Input data START

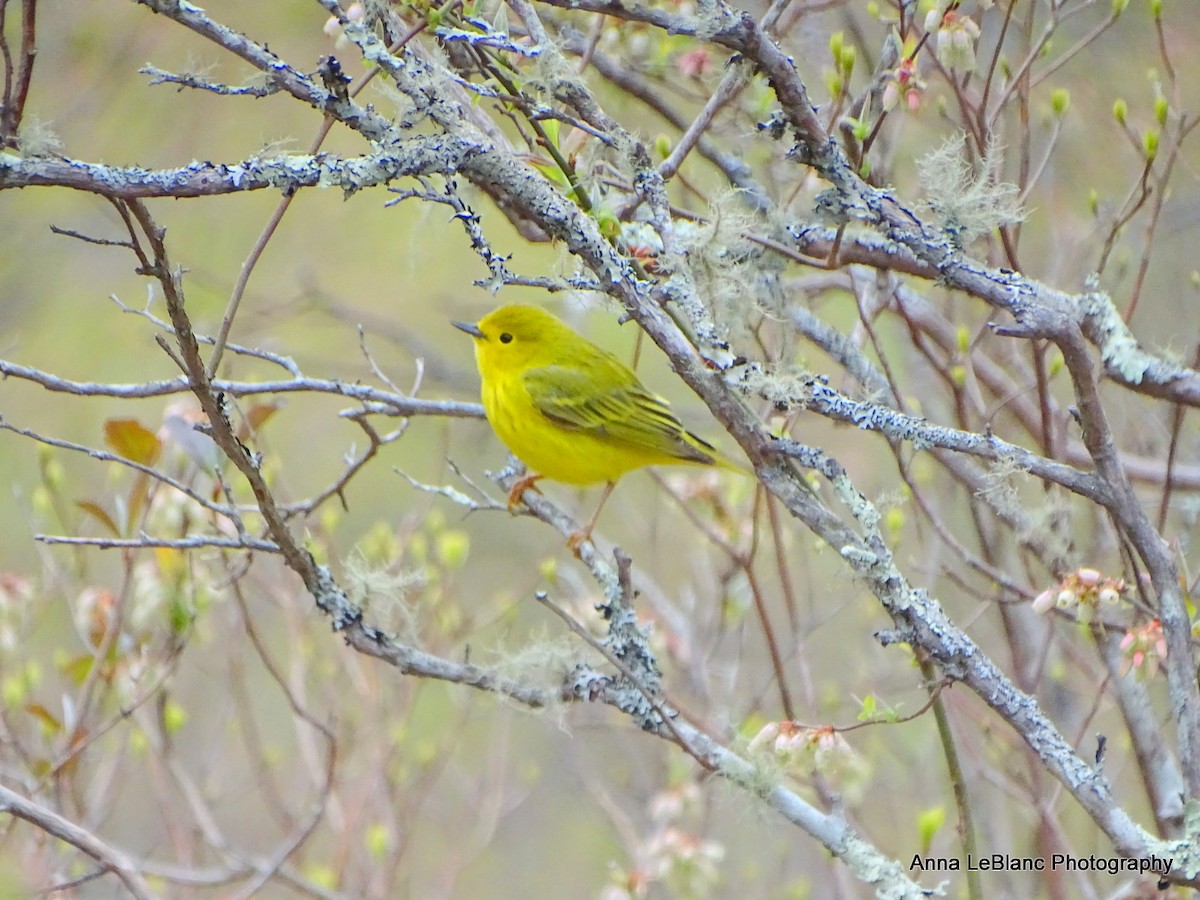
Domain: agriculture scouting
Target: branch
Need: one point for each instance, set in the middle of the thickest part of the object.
(81, 838)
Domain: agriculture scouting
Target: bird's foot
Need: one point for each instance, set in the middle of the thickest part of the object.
(528, 483)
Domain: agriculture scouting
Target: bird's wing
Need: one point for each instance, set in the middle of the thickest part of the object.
(623, 412)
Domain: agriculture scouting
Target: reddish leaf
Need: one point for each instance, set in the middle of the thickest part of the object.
(133, 441)
(42, 714)
(96, 511)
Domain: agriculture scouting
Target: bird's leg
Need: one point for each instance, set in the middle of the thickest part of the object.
(585, 533)
(527, 483)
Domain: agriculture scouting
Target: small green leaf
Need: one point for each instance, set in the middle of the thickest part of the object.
(929, 823)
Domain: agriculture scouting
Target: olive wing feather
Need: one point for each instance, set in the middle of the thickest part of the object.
(616, 406)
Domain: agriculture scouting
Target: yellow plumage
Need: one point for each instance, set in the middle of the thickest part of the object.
(569, 409)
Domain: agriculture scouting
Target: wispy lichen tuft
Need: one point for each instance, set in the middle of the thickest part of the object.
(965, 197)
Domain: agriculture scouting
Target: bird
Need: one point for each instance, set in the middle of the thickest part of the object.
(570, 411)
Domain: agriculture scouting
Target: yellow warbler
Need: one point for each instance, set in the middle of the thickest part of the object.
(570, 411)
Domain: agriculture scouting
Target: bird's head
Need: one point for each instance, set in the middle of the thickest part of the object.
(514, 339)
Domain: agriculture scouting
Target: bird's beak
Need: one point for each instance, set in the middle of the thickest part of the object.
(469, 328)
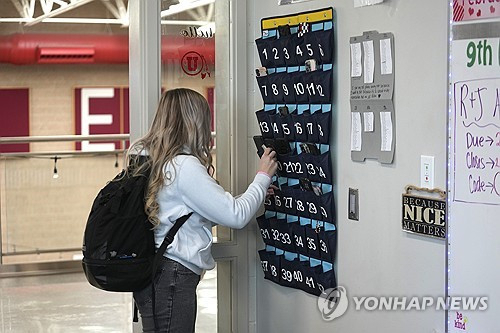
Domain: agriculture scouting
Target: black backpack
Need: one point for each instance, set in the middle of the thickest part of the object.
(119, 251)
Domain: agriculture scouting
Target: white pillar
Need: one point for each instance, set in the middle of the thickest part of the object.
(144, 64)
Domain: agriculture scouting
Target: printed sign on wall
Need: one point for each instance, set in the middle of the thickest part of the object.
(464, 10)
(14, 115)
(101, 110)
(425, 216)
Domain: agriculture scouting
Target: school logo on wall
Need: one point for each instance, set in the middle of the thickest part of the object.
(194, 64)
(101, 111)
(425, 216)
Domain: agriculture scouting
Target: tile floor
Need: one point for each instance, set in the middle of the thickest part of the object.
(67, 303)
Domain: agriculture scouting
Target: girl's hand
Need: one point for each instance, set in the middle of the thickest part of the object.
(268, 163)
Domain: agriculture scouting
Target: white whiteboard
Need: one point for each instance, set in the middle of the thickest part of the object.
(474, 178)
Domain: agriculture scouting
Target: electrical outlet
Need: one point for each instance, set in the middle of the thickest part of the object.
(353, 212)
(427, 171)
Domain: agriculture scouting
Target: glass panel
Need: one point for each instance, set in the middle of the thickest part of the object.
(206, 318)
(191, 38)
(43, 212)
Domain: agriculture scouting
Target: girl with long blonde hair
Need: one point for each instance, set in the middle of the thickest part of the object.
(178, 145)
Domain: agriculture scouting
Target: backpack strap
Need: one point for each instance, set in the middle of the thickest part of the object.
(169, 238)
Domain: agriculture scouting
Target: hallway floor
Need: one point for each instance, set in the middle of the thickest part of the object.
(68, 303)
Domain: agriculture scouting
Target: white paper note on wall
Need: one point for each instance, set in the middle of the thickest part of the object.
(369, 61)
(368, 121)
(356, 68)
(385, 56)
(385, 131)
(362, 3)
(355, 131)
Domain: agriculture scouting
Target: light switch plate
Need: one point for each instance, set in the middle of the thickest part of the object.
(427, 171)
(353, 201)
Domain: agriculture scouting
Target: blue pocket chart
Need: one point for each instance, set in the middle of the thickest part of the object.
(299, 225)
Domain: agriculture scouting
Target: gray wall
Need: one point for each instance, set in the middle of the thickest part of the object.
(374, 256)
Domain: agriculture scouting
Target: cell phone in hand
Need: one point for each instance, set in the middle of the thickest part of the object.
(281, 146)
(259, 143)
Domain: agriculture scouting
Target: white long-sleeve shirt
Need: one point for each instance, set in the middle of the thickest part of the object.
(189, 188)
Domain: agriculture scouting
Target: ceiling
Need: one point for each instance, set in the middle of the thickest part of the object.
(30, 15)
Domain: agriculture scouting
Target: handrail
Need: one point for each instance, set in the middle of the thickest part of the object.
(63, 153)
(62, 138)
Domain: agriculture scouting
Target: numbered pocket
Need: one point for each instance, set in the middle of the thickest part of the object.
(311, 278)
(277, 87)
(276, 128)
(265, 49)
(318, 167)
(312, 242)
(269, 202)
(288, 202)
(287, 127)
(322, 124)
(286, 273)
(298, 129)
(281, 234)
(328, 244)
(298, 276)
(263, 83)
(325, 280)
(309, 127)
(279, 205)
(299, 87)
(324, 44)
(318, 86)
(265, 230)
(264, 123)
(292, 166)
(288, 52)
(270, 265)
(299, 237)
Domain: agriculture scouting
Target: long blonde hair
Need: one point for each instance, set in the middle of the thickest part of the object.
(182, 122)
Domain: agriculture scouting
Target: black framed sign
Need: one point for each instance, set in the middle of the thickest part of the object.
(424, 215)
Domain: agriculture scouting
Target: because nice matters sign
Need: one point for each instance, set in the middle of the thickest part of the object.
(424, 216)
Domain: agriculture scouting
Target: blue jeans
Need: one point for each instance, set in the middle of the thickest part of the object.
(175, 294)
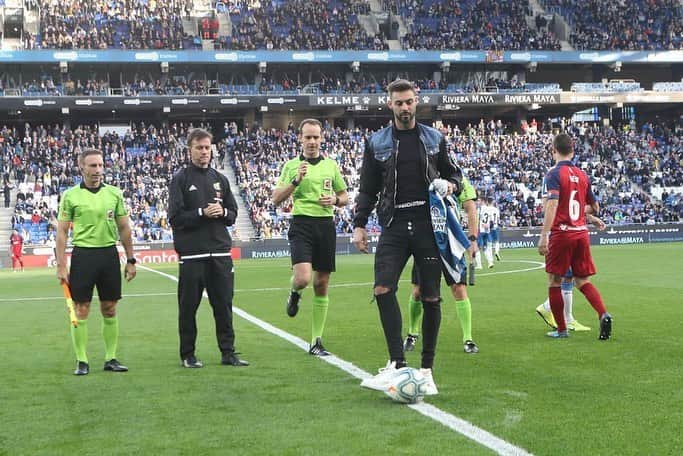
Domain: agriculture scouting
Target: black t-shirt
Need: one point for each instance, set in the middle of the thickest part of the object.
(411, 184)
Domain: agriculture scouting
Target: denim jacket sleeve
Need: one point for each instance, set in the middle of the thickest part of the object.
(370, 186)
(448, 169)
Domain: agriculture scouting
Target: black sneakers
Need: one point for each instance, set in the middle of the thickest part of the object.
(114, 366)
(317, 349)
(605, 326)
(293, 303)
(82, 368)
(470, 347)
(409, 344)
(191, 362)
(231, 359)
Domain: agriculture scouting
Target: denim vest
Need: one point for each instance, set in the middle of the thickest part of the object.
(383, 143)
(384, 148)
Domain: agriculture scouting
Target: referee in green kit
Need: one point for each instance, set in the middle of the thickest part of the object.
(316, 187)
(97, 216)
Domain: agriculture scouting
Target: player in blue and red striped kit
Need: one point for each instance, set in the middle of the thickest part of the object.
(564, 237)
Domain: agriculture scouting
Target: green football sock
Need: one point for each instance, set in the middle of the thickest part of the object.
(79, 339)
(110, 333)
(464, 310)
(291, 285)
(320, 304)
(414, 316)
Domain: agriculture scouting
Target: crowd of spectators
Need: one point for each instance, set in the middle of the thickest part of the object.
(320, 83)
(42, 164)
(625, 165)
(627, 25)
(470, 24)
(104, 24)
(300, 24)
(506, 166)
(335, 25)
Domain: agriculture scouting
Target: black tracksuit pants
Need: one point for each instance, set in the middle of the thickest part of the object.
(216, 276)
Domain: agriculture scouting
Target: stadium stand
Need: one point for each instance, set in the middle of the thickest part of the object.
(123, 24)
(632, 25)
(470, 24)
(508, 167)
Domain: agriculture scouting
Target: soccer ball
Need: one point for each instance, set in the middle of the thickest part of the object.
(407, 386)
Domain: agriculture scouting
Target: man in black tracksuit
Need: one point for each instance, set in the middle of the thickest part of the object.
(399, 164)
(201, 207)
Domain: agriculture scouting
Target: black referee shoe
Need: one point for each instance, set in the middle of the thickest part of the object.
(605, 326)
(409, 344)
(114, 366)
(317, 349)
(191, 362)
(82, 368)
(293, 303)
(231, 359)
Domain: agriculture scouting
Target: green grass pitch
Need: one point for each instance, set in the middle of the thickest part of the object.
(578, 396)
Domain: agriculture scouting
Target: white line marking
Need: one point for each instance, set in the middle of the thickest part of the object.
(459, 425)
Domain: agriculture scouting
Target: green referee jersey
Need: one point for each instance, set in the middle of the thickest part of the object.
(93, 215)
(323, 178)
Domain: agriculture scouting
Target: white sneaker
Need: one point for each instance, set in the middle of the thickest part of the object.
(430, 389)
(382, 380)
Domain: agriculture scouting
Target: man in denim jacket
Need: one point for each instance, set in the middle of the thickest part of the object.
(400, 163)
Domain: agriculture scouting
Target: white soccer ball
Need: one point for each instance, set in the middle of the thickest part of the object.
(407, 386)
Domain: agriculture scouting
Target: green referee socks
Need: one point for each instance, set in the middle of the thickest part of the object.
(414, 316)
(320, 304)
(291, 284)
(79, 339)
(464, 309)
(110, 334)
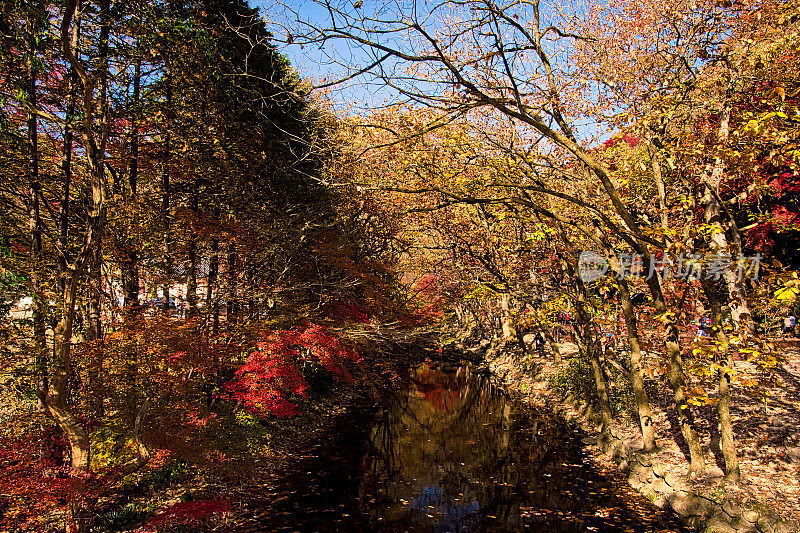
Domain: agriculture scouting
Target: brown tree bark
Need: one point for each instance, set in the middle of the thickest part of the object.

Input data END

◆ Task brief
In the material above, transcribe exactly the lines beginning at the one with "Target: backpack strap" and ending at the one with "Target: light switch plate", both included.

◆ Finished task
Target: backpack strap
Need: one point for each instance, set in the middle of the thickest part of the object.
(169, 238)
Domain: agriculture scouting
Target: hallway floor
Need: one point for each instance, set in the middle of the thickest part of the object.
(68, 303)
Domain: agriculture scouting
Target: white paper note on wall
Need: one point for each instance, set in the middle of the thickest part of the object.
(369, 61)
(368, 121)
(356, 68)
(385, 56)
(385, 131)
(362, 3)
(355, 131)
Domain: agriculture scouting
Target: light switch plate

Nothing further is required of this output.